- _Action item_
Look for the word "dramatic" in the entries and copy each line where it appears.

[Stored entries]
<<<<

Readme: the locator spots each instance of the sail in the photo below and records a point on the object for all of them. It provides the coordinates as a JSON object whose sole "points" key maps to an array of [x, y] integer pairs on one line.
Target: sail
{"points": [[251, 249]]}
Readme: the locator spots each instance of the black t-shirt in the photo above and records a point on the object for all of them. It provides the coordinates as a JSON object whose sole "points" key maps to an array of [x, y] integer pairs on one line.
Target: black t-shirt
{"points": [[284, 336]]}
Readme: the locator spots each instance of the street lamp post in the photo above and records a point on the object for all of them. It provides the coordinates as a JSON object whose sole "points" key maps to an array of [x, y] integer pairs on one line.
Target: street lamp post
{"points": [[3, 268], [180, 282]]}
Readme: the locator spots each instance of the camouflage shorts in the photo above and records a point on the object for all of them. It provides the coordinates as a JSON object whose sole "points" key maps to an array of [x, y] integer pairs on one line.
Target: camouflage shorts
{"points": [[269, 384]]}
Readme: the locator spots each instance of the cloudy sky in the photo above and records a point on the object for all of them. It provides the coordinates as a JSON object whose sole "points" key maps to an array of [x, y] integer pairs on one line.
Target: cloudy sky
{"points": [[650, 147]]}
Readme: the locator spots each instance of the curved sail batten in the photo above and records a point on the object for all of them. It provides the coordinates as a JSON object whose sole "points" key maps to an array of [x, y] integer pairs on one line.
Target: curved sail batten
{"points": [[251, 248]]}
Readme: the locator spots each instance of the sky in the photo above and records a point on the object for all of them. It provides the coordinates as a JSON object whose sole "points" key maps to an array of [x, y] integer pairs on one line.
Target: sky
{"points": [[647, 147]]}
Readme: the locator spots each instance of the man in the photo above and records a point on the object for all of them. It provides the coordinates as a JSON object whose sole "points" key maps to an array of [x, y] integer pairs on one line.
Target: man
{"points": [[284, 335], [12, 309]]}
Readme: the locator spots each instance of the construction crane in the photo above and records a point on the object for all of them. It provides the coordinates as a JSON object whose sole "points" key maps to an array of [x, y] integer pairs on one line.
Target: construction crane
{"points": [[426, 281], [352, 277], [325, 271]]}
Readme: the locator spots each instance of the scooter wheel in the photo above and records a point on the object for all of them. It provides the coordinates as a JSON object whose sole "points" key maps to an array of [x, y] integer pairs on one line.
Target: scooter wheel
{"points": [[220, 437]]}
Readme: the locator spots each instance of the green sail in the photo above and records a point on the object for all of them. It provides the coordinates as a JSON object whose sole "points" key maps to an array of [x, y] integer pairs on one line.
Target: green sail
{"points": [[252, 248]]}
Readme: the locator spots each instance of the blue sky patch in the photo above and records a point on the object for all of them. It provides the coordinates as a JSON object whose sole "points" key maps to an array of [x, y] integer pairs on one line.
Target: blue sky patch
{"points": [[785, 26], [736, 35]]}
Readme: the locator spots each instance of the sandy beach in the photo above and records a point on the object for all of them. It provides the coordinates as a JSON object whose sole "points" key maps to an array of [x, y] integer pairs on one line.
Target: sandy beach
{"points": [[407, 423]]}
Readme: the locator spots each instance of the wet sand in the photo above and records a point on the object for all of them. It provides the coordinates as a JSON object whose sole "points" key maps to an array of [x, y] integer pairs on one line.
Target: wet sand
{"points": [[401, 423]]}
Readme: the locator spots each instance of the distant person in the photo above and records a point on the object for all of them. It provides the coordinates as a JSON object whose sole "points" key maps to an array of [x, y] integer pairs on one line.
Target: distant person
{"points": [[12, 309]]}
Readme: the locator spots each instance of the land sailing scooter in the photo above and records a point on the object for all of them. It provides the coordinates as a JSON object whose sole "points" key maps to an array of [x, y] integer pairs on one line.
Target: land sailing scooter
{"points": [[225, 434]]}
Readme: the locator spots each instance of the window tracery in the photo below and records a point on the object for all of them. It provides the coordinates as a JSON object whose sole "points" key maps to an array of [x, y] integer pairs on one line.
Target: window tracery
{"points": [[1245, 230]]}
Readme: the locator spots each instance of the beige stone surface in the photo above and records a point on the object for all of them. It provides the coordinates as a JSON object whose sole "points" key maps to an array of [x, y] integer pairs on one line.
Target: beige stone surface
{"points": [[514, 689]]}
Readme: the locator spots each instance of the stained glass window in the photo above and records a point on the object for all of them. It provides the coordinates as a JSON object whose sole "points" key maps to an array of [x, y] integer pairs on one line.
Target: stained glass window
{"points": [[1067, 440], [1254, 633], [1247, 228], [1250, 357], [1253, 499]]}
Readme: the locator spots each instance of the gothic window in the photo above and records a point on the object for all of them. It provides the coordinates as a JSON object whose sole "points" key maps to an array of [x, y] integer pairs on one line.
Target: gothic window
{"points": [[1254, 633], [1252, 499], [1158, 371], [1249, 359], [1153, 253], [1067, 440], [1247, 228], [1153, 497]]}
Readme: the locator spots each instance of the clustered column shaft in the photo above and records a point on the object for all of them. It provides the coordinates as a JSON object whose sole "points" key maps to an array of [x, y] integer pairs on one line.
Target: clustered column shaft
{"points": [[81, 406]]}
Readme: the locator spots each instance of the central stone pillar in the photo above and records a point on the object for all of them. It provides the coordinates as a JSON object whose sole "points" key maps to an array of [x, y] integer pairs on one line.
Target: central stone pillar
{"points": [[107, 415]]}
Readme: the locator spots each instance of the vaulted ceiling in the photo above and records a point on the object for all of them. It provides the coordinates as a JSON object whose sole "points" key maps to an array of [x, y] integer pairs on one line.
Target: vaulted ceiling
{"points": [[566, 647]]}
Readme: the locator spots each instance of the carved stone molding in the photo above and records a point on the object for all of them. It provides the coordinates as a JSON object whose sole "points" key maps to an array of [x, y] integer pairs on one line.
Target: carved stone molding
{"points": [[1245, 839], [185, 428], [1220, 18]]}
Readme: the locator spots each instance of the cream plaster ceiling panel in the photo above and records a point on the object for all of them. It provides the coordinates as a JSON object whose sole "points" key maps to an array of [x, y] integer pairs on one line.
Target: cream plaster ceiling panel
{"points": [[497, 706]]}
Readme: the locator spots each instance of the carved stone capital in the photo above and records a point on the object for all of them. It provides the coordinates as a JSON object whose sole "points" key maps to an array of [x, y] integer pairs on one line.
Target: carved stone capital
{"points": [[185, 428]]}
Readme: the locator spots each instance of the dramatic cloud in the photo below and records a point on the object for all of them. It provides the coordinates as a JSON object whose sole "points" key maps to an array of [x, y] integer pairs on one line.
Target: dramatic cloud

>>>>

- _Output below_
Readme: the locator spots each instance of the dramatic cloud in the photo below and records a point on the object for all of them. It provides the coordinates as a JSON object whose sole "points" key maps to an array of [x, y] integer pairs on one line.
Target: dramatic cloud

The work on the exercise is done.